+++ Input records +++
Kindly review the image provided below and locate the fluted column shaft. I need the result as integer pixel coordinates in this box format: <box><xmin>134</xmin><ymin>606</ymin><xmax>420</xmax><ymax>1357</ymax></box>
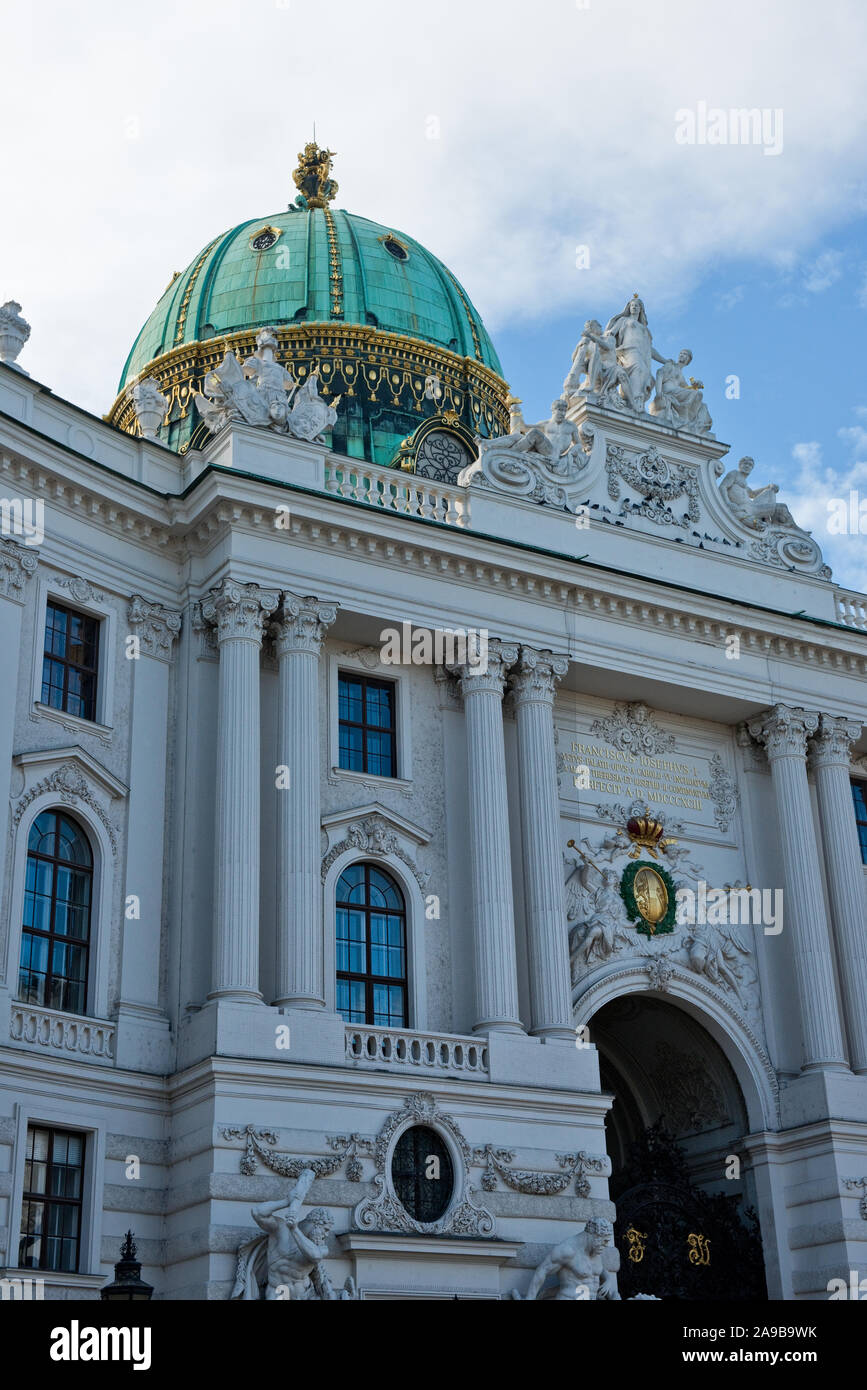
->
<box><xmin>811</xmin><ymin>715</ymin><xmax>867</xmax><ymax>1073</ymax></box>
<box><xmin>748</xmin><ymin>705</ymin><xmax>847</xmax><ymax>1071</ymax></box>
<box><xmin>511</xmin><ymin>647</ymin><xmax>574</xmax><ymax>1039</ymax></box>
<box><xmin>273</xmin><ymin>594</ymin><xmax>338</xmax><ymax>1008</ymax></box>
<box><xmin>451</xmin><ymin>641</ymin><xmax>523</xmax><ymax>1034</ymax></box>
<box><xmin>204</xmin><ymin>580</ymin><xmax>279</xmax><ymax>1003</ymax></box>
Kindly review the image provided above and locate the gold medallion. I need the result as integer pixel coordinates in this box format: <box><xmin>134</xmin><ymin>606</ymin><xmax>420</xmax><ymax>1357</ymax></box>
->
<box><xmin>632</xmin><ymin>866</ymin><xmax>669</xmax><ymax>927</ymax></box>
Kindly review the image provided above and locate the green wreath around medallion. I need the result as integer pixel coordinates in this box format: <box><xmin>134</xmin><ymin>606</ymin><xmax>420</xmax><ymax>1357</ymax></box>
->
<box><xmin>620</xmin><ymin>859</ymin><xmax>678</xmax><ymax>939</ymax></box>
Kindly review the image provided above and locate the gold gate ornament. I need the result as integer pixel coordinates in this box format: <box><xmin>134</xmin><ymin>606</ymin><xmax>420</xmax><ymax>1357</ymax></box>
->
<box><xmin>687</xmin><ymin>1232</ymin><xmax>711</xmax><ymax>1266</ymax></box>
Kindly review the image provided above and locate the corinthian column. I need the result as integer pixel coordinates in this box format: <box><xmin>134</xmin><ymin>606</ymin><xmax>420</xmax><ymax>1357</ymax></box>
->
<box><xmin>748</xmin><ymin>705</ymin><xmax>847</xmax><ymax>1071</ymax></box>
<box><xmin>273</xmin><ymin>593</ymin><xmax>338</xmax><ymax>1009</ymax></box>
<box><xmin>510</xmin><ymin>647</ymin><xmax>574</xmax><ymax>1039</ymax></box>
<box><xmin>811</xmin><ymin>714</ymin><xmax>867</xmax><ymax>1073</ymax></box>
<box><xmin>450</xmin><ymin>640</ymin><xmax>523</xmax><ymax>1034</ymax></box>
<box><xmin>203</xmin><ymin>579</ymin><xmax>279</xmax><ymax>1003</ymax></box>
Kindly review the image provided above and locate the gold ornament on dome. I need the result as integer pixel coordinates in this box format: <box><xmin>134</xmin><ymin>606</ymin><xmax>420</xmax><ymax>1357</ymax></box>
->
<box><xmin>293</xmin><ymin>142</ymin><xmax>339</xmax><ymax>209</ymax></box>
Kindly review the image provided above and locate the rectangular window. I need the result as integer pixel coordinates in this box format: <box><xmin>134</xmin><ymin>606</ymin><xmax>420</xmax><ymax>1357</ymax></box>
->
<box><xmin>338</xmin><ymin>673</ymin><xmax>397</xmax><ymax>778</ymax></box>
<box><xmin>41</xmin><ymin>602</ymin><xmax>99</xmax><ymax>723</ymax></box>
<box><xmin>19</xmin><ymin>1126</ymin><xmax>85</xmax><ymax>1273</ymax></box>
<box><xmin>852</xmin><ymin>781</ymin><xmax>867</xmax><ymax>865</ymax></box>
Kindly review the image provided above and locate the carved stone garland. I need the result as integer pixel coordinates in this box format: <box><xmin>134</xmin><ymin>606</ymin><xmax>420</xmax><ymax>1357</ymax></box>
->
<box><xmin>471</xmin><ymin>1146</ymin><xmax>608</xmax><ymax>1197</ymax></box>
<box><xmin>605</xmin><ymin>444</ymin><xmax>700</xmax><ymax>528</ymax></box>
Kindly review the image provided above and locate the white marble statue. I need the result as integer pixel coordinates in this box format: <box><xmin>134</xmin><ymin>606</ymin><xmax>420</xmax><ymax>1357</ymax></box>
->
<box><xmin>563</xmin><ymin>319</ymin><xmax>628</xmax><ymax>405</ymax></box>
<box><xmin>718</xmin><ymin>457</ymin><xmax>797</xmax><ymax>530</ymax></box>
<box><xmin>195</xmin><ymin>329</ymin><xmax>340</xmax><ymax>442</ymax></box>
<box><xmin>131</xmin><ymin>377</ymin><xmax>168</xmax><ymax>441</ymax></box>
<box><xmin>511</xmin><ymin>1218</ymin><xmax>621</xmax><ymax>1300</ymax></box>
<box><xmin>286</xmin><ymin>371</ymin><xmax>342</xmax><ymax>443</ymax></box>
<box><xmin>479</xmin><ymin>398</ymin><xmax>584</xmax><ymax>472</ymax></box>
<box><xmin>0</xmin><ymin>300</ymin><xmax>31</xmax><ymax>368</ymax></box>
<box><xmin>231</xmin><ymin>1167</ymin><xmax>356</xmax><ymax>1301</ymax></box>
<box><xmin>605</xmin><ymin>295</ymin><xmax>665</xmax><ymax>410</ymax></box>
<box><xmin>649</xmin><ymin>350</ymin><xmax>713</xmax><ymax>434</ymax></box>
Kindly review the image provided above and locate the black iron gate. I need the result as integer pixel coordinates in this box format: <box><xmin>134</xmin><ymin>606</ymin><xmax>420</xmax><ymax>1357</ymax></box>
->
<box><xmin>611</xmin><ymin>1123</ymin><xmax>767</xmax><ymax>1300</ymax></box>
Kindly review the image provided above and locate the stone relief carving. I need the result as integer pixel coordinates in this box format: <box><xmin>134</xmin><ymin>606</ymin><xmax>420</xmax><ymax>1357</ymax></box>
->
<box><xmin>0</xmin><ymin>537</ymin><xmax>38</xmax><ymax>598</ymax></box>
<box><xmin>320</xmin><ymin>812</ymin><xmax>429</xmax><ymax>891</ymax></box>
<box><xmin>590</xmin><ymin>701</ymin><xmax>676</xmax><ymax>757</ymax></box>
<box><xmin>128</xmin><ymin>595</ymin><xmax>182</xmax><ymax>659</ymax></box>
<box><xmin>564</xmin><ymin>829</ymin><xmax>758</xmax><ymax>1015</ymax></box>
<box><xmin>718</xmin><ymin>458</ymin><xmax>830</xmax><ymax>578</ymax></box>
<box><xmin>509</xmin><ymin>1218</ymin><xmax>622</xmax><ymax>1300</ymax></box>
<box><xmin>708</xmin><ymin>753</ymin><xmax>740</xmax><ymax>833</ymax></box>
<box><xmin>472</xmin><ymin>1146</ymin><xmax>607</xmax><ymax>1197</ymax></box>
<box><xmin>54</xmin><ymin>576</ymin><xmax>104</xmax><ymax>605</ymax></box>
<box><xmin>606</xmin><ymin>443</ymin><xmax>700</xmax><ymax>529</ymax></box>
<box><xmin>651</xmin><ymin>1040</ymin><xmax>730</xmax><ymax>1135</ymax></box>
<box><xmin>340</xmin><ymin>645</ymin><xmax>382</xmax><ymax>671</ymax></box>
<box><xmin>195</xmin><ymin>327</ymin><xmax>340</xmax><ymax>442</ymax></box>
<box><xmin>353</xmin><ymin>1094</ymin><xmax>495</xmax><ymax>1238</ymax></box>
<box><xmin>843</xmin><ymin>1177</ymin><xmax>867</xmax><ymax>1220</ymax></box>
<box><xmin>231</xmin><ymin>1167</ymin><xmax>357</xmax><ymax>1301</ymax></box>
<box><xmin>190</xmin><ymin>600</ymin><xmax>219</xmax><ymax>659</ymax></box>
<box><xmin>458</xmin><ymin>398</ymin><xmax>590</xmax><ymax>511</ymax></box>
<box><xmin>11</xmin><ymin>763</ymin><xmax>119</xmax><ymax>852</ymax></box>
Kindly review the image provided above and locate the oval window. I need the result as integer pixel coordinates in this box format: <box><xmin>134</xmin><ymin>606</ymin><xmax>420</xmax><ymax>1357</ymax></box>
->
<box><xmin>383</xmin><ymin>236</ymin><xmax>409</xmax><ymax>262</ymax></box>
<box><xmin>391</xmin><ymin>1125</ymin><xmax>454</xmax><ymax>1224</ymax></box>
<box><xmin>251</xmin><ymin>230</ymin><xmax>277</xmax><ymax>251</ymax></box>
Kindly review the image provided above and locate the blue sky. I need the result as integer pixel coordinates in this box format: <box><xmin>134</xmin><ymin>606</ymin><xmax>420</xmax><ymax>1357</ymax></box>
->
<box><xmin>2</xmin><ymin>0</ymin><xmax>866</xmax><ymax>590</ymax></box>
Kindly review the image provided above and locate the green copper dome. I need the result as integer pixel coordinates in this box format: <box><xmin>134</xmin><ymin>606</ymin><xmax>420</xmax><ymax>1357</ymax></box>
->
<box><xmin>109</xmin><ymin>146</ymin><xmax>509</xmax><ymax>465</ymax></box>
<box><xmin>119</xmin><ymin>207</ymin><xmax>502</xmax><ymax>389</ymax></box>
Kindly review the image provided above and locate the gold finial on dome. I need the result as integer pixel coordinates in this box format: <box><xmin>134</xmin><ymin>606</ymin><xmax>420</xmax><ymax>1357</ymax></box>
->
<box><xmin>293</xmin><ymin>141</ymin><xmax>338</xmax><ymax>209</ymax></box>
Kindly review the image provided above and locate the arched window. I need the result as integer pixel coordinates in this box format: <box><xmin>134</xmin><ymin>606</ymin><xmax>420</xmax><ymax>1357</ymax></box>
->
<box><xmin>19</xmin><ymin>811</ymin><xmax>93</xmax><ymax>1015</ymax></box>
<box><xmin>336</xmin><ymin>863</ymin><xmax>407</xmax><ymax>1027</ymax></box>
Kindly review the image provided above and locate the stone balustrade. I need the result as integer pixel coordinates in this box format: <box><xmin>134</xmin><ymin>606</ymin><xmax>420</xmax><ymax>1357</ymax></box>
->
<box><xmin>324</xmin><ymin>457</ymin><xmax>469</xmax><ymax>527</ymax></box>
<box><xmin>345</xmin><ymin>1024</ymin><xmax>489</xmax><ymax>1077</ymax></box>
<box><xmin>10</xmin><ymin>1004</ymin><xmax>116</xmax><ymax>1061</ymax></box>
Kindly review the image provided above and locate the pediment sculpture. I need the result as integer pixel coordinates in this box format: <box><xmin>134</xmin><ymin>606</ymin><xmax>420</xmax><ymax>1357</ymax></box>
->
<box><xmin>195</xmin><ymin>327</ymin><xmax>340</xmax><ymax>442</ymax></box>
<box><xmin>562</xmin><ymin>294</ymin><xmax>713</xmax><ymax>436</ymax></box>
<box><xmin>458</xmin><ymin>397</ymin><xmax>592</xmax><ymax>511</ymax></box>
<box><xmin>717</xmin><ymin>456</ymin><xmax>830</xmax><ymax>576</ymax></box>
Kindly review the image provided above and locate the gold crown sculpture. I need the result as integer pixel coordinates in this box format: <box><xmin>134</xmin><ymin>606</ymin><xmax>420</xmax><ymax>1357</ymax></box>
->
<box><xmin>624</xmin><ymin>811</ymin><xmax>677</xmax><ymax>861</ymax></box>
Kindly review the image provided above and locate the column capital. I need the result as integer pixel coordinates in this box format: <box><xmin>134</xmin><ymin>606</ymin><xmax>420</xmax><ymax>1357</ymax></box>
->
<box><xmin>200</xmin><ymin>579</ymin><xmax>279</xmax><ymax>645</ymax></box>
<box><xmin>128</xmin><ymin>595</ymin><xmax>182</xmax><ymax>661</ymax></box>
<box><xmin>810</xmin><ymin>714</ymin><xmax>863</xmax><ymax>768</ymax></box>
<box><xmin>510</xmin><ymin>646</ymin><xmax>569</xmax><ymax>705</ymax></box>
<box><xmin>0</xmin><ymin>536</ymin><xmax>38</xmax><ymax>601</ymax></box>
<box><xmin>747</xmin><ymin>704</ymin><xmax>819</xmax><ymax>760</ymax></box>
<box><xmin>448</xmin><ymin>639</ymin><xmax>518</xmax><ymax>697</ymax></box>
<box><xmin>274</xmin><ymin>593</ymin><xmax>339</xmax><ymax>656</ymax></box>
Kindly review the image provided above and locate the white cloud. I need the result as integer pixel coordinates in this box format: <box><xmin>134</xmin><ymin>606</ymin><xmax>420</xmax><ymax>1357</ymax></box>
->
<box><xmin>801</xmin><ymin>249</ymin><xmax>843</xmax><ymax>293</ymax></box>
<box><xmin>3</xmin><ymin>0</ymin><xmax>867</xmax><ymax>415</ymax></box>
<box><xmin>787</xmin><ymin>434</ymin><xmax>867</xmax><ymax>591</ymax></box>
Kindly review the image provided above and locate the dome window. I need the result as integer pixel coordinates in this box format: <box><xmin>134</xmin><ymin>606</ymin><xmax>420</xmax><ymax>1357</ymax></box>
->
<box><xmin>249</xmin><ymin>227</ymin><xmax>281</xmax><ymax>252</ymax></box>
<box><xmin>381</xmin><ymin>234</ymin><xmax>410</xmax><ymax>263</ymax></box>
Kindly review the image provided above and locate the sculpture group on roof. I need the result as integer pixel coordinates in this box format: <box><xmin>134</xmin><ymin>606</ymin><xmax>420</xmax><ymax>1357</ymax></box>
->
<box><xmin>193</xmin><ymin>327</ymin><xmax>341</xmax><ymax>443</ymax></box>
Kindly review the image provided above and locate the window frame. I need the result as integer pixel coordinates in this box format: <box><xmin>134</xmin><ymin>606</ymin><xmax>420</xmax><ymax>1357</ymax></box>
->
<box><xmin>40</xmin><ymin>600</ymin><xmax>100</xmax><ymax>724</ymax></box>
<box><xmin>328</xmin><ymin>651</ymin><xmax>413</xmax><ymax>787</ymax></box>
<box><xmin>852</xmin><ymin>779</ymin><xmax>867</xmax><ymax>866</ymax></box>
<box><xmin>31</xmin><ymin>578</ymin><xmax>116</xmax><ymax>732</ymax></box>
<box><xmin>337</xmin><ymin>670</ymin><xmax>398</xmax><ymax>779</ymax></box>
<box><xmin>18</xmin><ymin>810</ymin><xmax>93</xmax><ymax>1016</ymax></box>
<box><xmin>335</xmin><ymin>861</ymin><xmax>409</xmax><ymax>1028</ymax></box>
<box><xmin>18</xmin><ymin>1124</ymin><xmax>86</xmax><ymax>1274</ymax></box>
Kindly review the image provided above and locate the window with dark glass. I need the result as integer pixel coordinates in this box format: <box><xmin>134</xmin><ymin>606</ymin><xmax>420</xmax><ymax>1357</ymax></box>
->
<box><xmin>391</xmin><ymin>1126</ymin><xmax>454</xmax><ymax>1224</ymax></box>
<box><xmin>338</xmin><ymin>673</ymin><xmax>396</xmax><ymax>777</ymax></box>
<box><xmin>852</xmin><ymin>781</ymin><xmax>867</xmax><ymax>865</ymax></box>
<box><xmin>336</xmin><ymin>863</ymin><xmax>407</xmax><ymax>1026</ymax></box>
<box><xmin>41</xmin><ymin>601</ymin><xmax>99</xmax><ymax>722</ymax></box>
<box><xmin>19</xmin><ymin>811</ymin><xmax>92</xmax><ymax>1015</ymax></box>
<box><xmin>19</xmin><ymin>1126</ymin><xmax>85</xmax><ymax>1273</ymax></box>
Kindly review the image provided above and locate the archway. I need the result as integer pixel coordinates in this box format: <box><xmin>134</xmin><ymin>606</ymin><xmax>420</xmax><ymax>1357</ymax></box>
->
<box><xmin>591</xmin><ymin>994</ymin><xmax>768</xmax><ymax>1300</ymax></box>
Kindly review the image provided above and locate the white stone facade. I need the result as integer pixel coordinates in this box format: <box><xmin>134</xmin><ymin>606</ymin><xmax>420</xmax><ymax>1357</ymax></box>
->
<box><xmin>0</xmin><ymin>351</ymin><xmax>866</xmax><ymax>1301</ymax></box>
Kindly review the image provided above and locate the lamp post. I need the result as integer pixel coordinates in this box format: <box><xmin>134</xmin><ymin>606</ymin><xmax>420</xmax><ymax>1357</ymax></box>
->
<box><xmin>100</xmin><ymin>1231</ymin><xmax>154</xmax><ymax>1301</ymax></box>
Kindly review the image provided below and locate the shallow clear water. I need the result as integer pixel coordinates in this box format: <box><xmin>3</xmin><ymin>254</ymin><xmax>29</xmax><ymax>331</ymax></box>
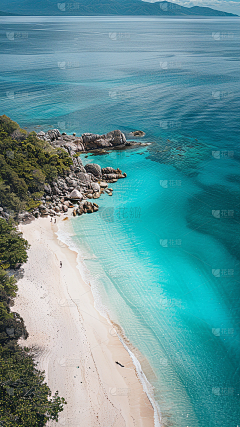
+++
With "medallion" as the search string, filter the records and return each line that has it.

Kindly review the image provided above and locate the gold medallion. I need the result as integer pixel coordinates in this box format: <box><xmin>134</xmin><ymin>606</ymin><xmax>420</xmax><ymax>1357</ymax></box>
Kindly review the image provided above and locate the green wreath around medallion. I need the result as integer pixel coordinates in this box format: <box><xmin>134</xmin><ymin>606</ymin><xmax>420</xmax><ymax>1357</ymax></box>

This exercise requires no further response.